======== Provided data

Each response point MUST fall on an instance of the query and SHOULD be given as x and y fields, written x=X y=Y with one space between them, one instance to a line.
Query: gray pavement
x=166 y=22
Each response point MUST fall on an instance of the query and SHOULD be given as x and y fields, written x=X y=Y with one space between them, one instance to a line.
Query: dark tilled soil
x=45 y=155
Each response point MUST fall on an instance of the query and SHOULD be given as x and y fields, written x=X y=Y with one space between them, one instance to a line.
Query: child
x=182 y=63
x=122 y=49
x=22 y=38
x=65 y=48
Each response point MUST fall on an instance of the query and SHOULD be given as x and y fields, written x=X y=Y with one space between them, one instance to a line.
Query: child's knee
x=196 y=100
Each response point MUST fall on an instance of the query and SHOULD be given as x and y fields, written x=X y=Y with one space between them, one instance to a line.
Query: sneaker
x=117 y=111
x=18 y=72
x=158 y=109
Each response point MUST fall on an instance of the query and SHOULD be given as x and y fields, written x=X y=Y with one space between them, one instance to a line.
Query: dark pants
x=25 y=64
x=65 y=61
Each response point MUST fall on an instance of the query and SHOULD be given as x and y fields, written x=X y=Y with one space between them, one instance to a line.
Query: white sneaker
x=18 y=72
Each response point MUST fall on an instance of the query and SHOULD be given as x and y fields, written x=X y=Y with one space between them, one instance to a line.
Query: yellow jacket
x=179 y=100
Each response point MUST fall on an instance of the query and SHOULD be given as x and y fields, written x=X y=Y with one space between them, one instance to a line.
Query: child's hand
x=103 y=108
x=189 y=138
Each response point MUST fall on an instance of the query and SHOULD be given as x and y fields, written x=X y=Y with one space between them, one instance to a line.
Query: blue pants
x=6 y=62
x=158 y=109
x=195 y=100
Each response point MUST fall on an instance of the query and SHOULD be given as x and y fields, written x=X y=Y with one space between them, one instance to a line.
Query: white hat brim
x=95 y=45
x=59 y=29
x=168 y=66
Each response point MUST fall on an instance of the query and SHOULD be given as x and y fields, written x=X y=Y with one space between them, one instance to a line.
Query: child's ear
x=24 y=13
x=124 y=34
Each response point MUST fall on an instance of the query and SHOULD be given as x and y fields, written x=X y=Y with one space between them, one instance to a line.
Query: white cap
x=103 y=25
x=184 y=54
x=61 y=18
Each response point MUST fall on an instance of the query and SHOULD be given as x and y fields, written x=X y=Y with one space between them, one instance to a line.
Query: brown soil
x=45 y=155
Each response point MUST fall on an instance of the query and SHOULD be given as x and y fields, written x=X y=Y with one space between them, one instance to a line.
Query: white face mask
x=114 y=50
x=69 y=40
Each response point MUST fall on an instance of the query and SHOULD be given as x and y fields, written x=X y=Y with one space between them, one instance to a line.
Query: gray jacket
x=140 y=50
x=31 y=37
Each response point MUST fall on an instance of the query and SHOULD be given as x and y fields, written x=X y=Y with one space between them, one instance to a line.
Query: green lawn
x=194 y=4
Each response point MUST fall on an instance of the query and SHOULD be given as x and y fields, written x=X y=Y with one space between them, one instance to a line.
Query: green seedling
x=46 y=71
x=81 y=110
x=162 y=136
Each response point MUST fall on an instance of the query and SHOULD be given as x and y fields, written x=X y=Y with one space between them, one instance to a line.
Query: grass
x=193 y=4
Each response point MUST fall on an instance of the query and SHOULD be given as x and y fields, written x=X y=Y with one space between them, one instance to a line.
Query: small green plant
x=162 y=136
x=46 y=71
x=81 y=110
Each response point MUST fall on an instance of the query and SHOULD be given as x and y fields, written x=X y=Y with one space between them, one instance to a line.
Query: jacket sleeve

================

Transcribe the whole listing with nothing added or left out.

Each response point MUST fall on an instance of the query and SHOULD be given as x and y fields, written x=X y=Y with one space between them, one instance to a line.
Query: gray pavement
x=166 y=22
Each response point MUST fall on an instance of the query and SHOULD be given as x and y fields, written x=X y=Y with one space between them, one instance to a line.
Query: dark tilled soil
x=45 y=155
Each response point MUST fall on an instance of the query and SHOULD be given as x and y fields, written x=X y=Y with one space between them, one instance to a line.
Query: child
x=182 y=63
x=122 y=49
x=22 y=38
x=65 y=48
Each response point MUST fall on an instance of the query and SHOULD be given as x and y fields, written x=X y=Y with one space between them, one instance to a line.
Query: child's knee
x=196 y=100
Each response point MUST fall on an instance of the query and SHOULD be given as x and y fields, written x=X y=Y with one space between them, one instance to a line.
Query: sneaker
x=117 y=111
x=18 y=72
x=158 y=109
Each response point MUST fall on an instance of the query and SHOULD be given as x and y fields, written x=X y=Y with one space between them, one instance to a line.
Query: dark pants
x=25 y=64
x=65 y=61
Each response point MUST fall on an instance of the query and SHOULD be given as x and y fields, written x=X y=Y with one space between them, one instance to a line.
Query: white sneaker
x=18 y=72
Each response point MUST fall on an instance of the query and SHOULD be given as x and y fields, written x=X y=Y with one space between them, one instance to a line.
Query: yellow jacket
x=179 y=100
Each response point MUST fall on an instance of the query and SHOULD be given as x and y fields, written x=X y=Y with one space between them, one instance to a line.
Query: child's hand
x=103 y=108
x=189 y=138
Each response point MUST fall on an instance of the query and SHOULD be given as x and y fields, written x=X y=Y with one space between them, one instance to a line.
Query: blue pants
x=6 y=62
x=158 y=109
x=195 y=100
Each response point MUST fall on an instance of the query and SHOULD be given as x and y fields, written x=X y=Y with one space between them, one instance to a line.
Query: white hat brim
x=95 y=45
x=59 y=29
x=168 y=66
Each response point MUST fall on an instance of the query and SHOULD be given as x and y fields, written x=X y=Y with one space between them, one instance to a line.
Query: child's ear
x=24 y=13
x=124 y=34
Each response point MUST fall on an instance of the query and SHOULD be given as x and y fields, written x=X y=Y with one space between them, one instance to a line.
Query: white cap
x=103 y=25
x=184 y=54
x=61 y=18
Each response point MUST fall on an instance of the query and SHOULD be given as x and y fields, written x=X y=Y with one space between them, one instance to a line.
Query: brown soil
x=45 y=155
Each response point MUST fall on an instance of the query and SHOULD be given as x and y fields, written x=X y=Y with one space between them, one instance to a line.
Query: white face mask
x=114 y=50
x=69 y=40
Each response point MUST fall on an instance of the query and SHOULD be given as x and y fields, written x=X y=Y with one space between them, one instance to a line.
Query: gray jacket
x=140 y=50
x=31 y=37
Each response point MUST fall on an instance of the query and SHOULD be given as x and y fields, written x=X y=Y with one space between them, one instance to a line.
Query: green lawn
x=194 y=4
Each response point MUST fall on an instance of the query and SHOULD be given as x and y fields, written x=X y=Y with one space between them, one instance to a line.
Query: green seedling
x=46 y=71
x=81 y=110
x=162 y=136
Each response point MUST fall on an instance of the query and SHOULD be given as x and y fields, written x=X y=Y with one space between them, one instance to a line.
Query: grass
x=193 y=4
Each response point MUST fall on an instance of the query and SHOULD be given as x and y fields, written x=X y=Y with one space between them, one instance to a line.
Query: small green plant
x=162 y=136
x=46 y=71
x=81 y=110
Each response point MUST fall on an instance of the query and SHOULD be given as x and y fields, written x=X y=Y with one space between them, one instance to a line.
Query: jacket sleeve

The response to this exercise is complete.